— Start Selection —
It’s been a long time coming (the first announcement was in 2012!) however the team at Flexibits have now given us Cardhop, their attempt to improve the Contacts experience on macOS. It’s certainly been well anticipated - Fantastical 2 is a great calendar application for macOS and if even a fraction of the ingenuity shown in Fantastical 2 is present in Cardhop then there is the promise of a great application.
Well - it is indeed a great application, although I have to say it won’t be for everybody. Let me explain.
Cardhop 1 1 1 – Manage Your Contacts Number Details
I love the simplicity that Cardhop brings. We have one single text field for creating, managing and interacting with contacts and this is accessed from either the dock or menu bar, as per your liking. The menu bar is optimal for me, although I’ve also assigned a snappy shortcut (Caps Lock and D). When the application is accessed, a window is presented which doesn’t list your contacts from A-Z. No, instead of this, Cardhop is intelligent enough to show you contact entires you may be interested in, such as Birthdays and Recent Contacts. If you do want to see all of your Contacts, there is a button at the bottom of the detachable drop down menu.
You can also show/hide a list of contact groups. I love the fact that this side panel can indeed be hidden, as grouping contacts is not something I’m overly invested in. If I start a new contract, then I may well add tags (groups) to any new contacts I need - this makes it easy to cull those entries when I move to a new role. Most contact applications keep this window in view all of the time, which is not to my taste - minimalism is key for me in my working environment.
— End Selection —
— Start Material shown —
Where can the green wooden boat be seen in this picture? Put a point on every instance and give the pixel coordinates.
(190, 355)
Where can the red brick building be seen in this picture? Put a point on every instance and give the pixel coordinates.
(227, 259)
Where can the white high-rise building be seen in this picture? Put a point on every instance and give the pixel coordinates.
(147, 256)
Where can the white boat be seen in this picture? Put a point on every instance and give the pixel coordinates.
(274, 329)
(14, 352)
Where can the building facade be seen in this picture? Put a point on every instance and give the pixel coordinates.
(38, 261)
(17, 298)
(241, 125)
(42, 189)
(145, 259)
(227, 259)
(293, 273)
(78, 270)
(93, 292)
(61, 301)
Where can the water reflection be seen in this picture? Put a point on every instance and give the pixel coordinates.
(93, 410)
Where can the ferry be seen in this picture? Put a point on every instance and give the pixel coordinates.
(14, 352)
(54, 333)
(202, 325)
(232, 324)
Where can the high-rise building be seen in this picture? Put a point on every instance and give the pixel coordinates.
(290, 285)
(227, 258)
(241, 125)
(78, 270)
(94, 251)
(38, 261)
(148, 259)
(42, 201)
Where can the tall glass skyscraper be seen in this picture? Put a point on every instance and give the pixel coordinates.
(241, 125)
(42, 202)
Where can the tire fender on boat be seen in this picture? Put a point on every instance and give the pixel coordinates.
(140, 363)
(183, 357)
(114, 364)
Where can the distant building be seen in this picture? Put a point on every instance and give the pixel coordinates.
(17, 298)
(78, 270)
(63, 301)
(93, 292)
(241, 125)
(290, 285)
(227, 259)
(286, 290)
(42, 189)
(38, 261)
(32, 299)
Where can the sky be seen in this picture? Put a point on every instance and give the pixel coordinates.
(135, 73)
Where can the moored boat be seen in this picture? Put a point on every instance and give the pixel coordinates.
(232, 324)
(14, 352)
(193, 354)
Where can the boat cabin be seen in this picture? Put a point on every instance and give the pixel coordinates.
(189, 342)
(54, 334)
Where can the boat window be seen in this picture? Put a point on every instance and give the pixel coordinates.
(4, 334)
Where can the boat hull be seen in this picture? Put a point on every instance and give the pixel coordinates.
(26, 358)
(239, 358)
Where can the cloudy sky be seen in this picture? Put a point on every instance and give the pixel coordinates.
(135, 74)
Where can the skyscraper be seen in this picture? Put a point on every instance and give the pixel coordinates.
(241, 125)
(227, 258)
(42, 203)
— End Material shown —
> _What you need to do_: Write the next part of the Cardhop review, picking up right after its last sentence. The listing is separate material and has no connection to the Cardhop review.

> _Result for this task_:
If you start typing in the blank text field, Cardhop will either start the process of creating a new entry, or show you relevant entries based on the names/words you have typed. Adding a new entry is easy - you can add contact information from the input field easily enough through natural language and Cardhop will parse the information - totally expected behaviour from the team at Flexibits as they set the standard for this functionality with Fantastical. If it detects the name of an entry, but not the attribute that you are typing (for example, you have a phone number for Joe Bloggs yet type the phrase Joe Bloggs emailthen Cardhop has the smarts to edit the entry for Joe Bloggs with a new email address.
If you click on an existing contact, then a card will display on the left hand side, showing four customisable actions you can perform. By default you can send a message, email, call or video call the contact, however you can change these for other options such as Get Directions, Copy To Clipboard, FaceTime, Start a Skype Call, Tweet and others.
There is also a Notes field under each contact which is, admittedly, nothing new, however now that this field is (almost) a shortcut combination away, you may well find yourself tempted to use it more. It will never act as a CRM tool yet it’s a great way of being able to track actions that you have carried out with a given contact, or note down little nuggets of information for the next time you speak to them. If there is an important contact you have, jotting down information about their family, or interests that they have, can make a great conversation starter when you need to reach out to them.
One feature I have started to use extensively with Cardhop is making calls directly from my Mac. If you have Continuity or Wi-Fi calling enabled on your iPhone, calls can be kicked off from your Mac. Tapping a keyboard shortcut and then the phrase Call Kelly whilst wearing my headphones is so effortless - and effortless for me is good!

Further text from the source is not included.